The document should have first all the records, 
then all the "see" cross-refs,
then all the "see also" cross-refs.

--> 

<RECORD>
  <AUTHOR01>Struve, Otto</AUTHOR01>
  <YEAR>1935</YEAR>
  <JOURNAL>ApJ</JOURNAL>
  <VOLUME>82</VOLUME>
  <PAGE>252-260</PAGE>
  <TITLE>
    A Test of Thermodynamic Equilibrium in the Atmospheres
    of Early-Type Stars
  </TITLE>
  <NOTES>
  __following indicates two concepts of great importance
    (the He anomaly, dilution) to {tk}'s overall study problem 
    <__QUOTE>
    The intensities of He I lines show variations which are
    contrary to Boltzmann's formula [fn of tempr], and Rudnick
    has shown that this effect cannot be explained by turbulence.
    It is suggested that the He anomaly results from an accumulation
    of atoms in the triplet system, the lowest term of which is
    metastable. Such an accumulation is possible if there are
    departures from thermodynamic equilibrium, e.g., if the 
    photospheric radiation is appreciably diluted in the 
    absorbing atmosphere. Departures of this nature are not
    improbable in the giants of early type. 
    <__QUOTE>
    __{tk} did NOT understand 19991215T035200Z
  </NOTES> 
  <TOPIC>dilution</TOPIC>
  <TOPIC>He anomaly </TOPIC>
  <DATEREC>19991215T035200Z</DATEREC>
</RECORD>
 
((SNIP))

<RECORD>
  <AUTHOR01>Merrill, Paul W.</AUTHOR01>
  <YEAR>1952</YEAR>
  <JOURNAL>Ap J</JOURNAL>
  <VOLUME>115 (no 2)</VOLUME>
  <PAGE>145-153</PAGE>
  <TITLE>Pleione: The Shell Episode</TITLE>
  <NOTES>
  __lovely figure (line graph) 
    <__QUOTE>
    based on eye estimates
    </__QUOTE>
    of intensities of shell lines from before 1940 to after 1950
  __<__QUOTE>
    Before 1945 all the hydrogen lines had nearly the same
    displacement, the amount of which corresponded closely to the
    radial velocity of Pleione measured before the shell episode.
    <!-- that's on the order of +7.5 or +8.5 km/sec --> 
    From 1946 on, the displacements of successive Balmer lines
    exhibited an increasing negative progression which in 1951
    became very pronounced.
#####
> List of tasks
A – In the record listing, what title does the 1952 Merrill entry give?
B – Reproduce the passage from the record listing starting at "<!-- that's on" and ending at "became very pronounced.".

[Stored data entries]
#####
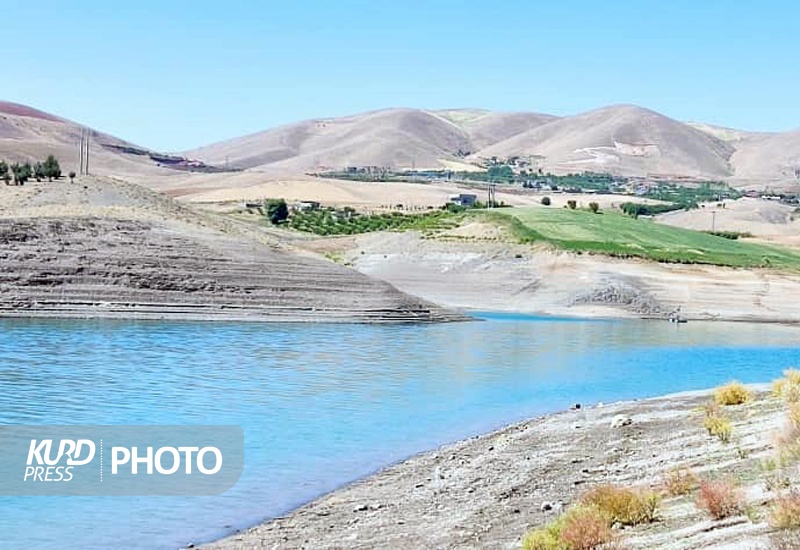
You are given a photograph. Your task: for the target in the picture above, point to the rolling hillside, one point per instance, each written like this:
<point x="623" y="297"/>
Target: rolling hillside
<point x="622" y="139"/>
<point x="400" y="138"/>
<point x="768" y="158"/>
<point x="29" y="135"/>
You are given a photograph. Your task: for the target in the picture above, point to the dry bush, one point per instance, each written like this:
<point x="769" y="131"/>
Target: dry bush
<point x="785" y="511"/>
<point x="711" y="408"/>
<point x="680" y="481"/>
<point x="794" y="414"/>
<point x="543" y="539"/>
<point x="720" y="427"/>
<point x="585" y="528"/>
<point x="720" y="499"/>
<point x="788" y="387"/>
<point x="788" y="539"/>
<point x="626" y="506"/>
<point x="775" y="479"/>
<point x="732" y="393"/>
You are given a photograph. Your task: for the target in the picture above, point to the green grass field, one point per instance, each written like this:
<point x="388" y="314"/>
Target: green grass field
<point x="619" y="235"/>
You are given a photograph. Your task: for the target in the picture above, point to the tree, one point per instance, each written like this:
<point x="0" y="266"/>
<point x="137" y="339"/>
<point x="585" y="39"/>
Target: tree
<point x="21" y="173"/>
<point x="51" y="168"/>
<point x="277" y="210"/>
<point x="38" y="171"/>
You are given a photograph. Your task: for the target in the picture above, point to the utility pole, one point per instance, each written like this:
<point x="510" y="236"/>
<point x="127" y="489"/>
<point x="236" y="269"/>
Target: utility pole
<point x="86" y="149"/>
<point x="492" y="187"/>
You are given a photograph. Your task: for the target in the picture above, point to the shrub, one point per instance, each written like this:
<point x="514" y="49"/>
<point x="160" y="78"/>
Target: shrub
<point x="774" y="477"/>
<point x="276" y="210"/>
<point x="626" y="506"/>
<point x="788" y="387"/>
<point x="680" y="481"/>
<point x="732" y="393"/>
<point x="788" y="539"/>
<point x="785" y="511"/>
<point x="720" y="499"/>
<point x="543" y="539"/>
<point x="788" y="441"/>
<point x="580" y="528"/>
<point x="585" y="528"/>
<point x="547" y="537"/>
<point x="720" y="427"/>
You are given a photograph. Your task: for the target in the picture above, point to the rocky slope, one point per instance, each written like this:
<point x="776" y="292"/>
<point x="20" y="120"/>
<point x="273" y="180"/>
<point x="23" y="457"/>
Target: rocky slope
<point x="102" y="248"/>
<point x="488" y="491"/>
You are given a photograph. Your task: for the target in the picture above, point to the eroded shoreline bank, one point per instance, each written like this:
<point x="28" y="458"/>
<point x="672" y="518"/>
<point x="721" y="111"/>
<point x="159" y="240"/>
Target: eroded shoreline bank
<point x="487" y="491"/>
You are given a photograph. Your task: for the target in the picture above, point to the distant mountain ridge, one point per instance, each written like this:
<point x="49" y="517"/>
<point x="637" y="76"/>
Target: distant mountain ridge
<point x="620" y="139"/>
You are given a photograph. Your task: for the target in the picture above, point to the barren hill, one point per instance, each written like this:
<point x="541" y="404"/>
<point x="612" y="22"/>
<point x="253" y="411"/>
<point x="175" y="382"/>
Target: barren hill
<point x="399" y="138"/>
<point x="395" y="137"/>
<point x="29" y="135"/>
<point x="623" y="139"/>
<point x="768" y="159"/>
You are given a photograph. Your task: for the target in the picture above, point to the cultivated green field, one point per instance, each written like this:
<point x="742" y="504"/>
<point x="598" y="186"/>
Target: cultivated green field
<point x="620" y="235"/>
#####
> Outputs in order
A – Pleione: The Shell Episode

B –
<!-- that's on the order of +7.5 or +8.5 km/sec --> 
    From 1946 on, the displacements of successive Balmer lines
    exhibited an increasing negative progression which in 1951
    became very pronounced.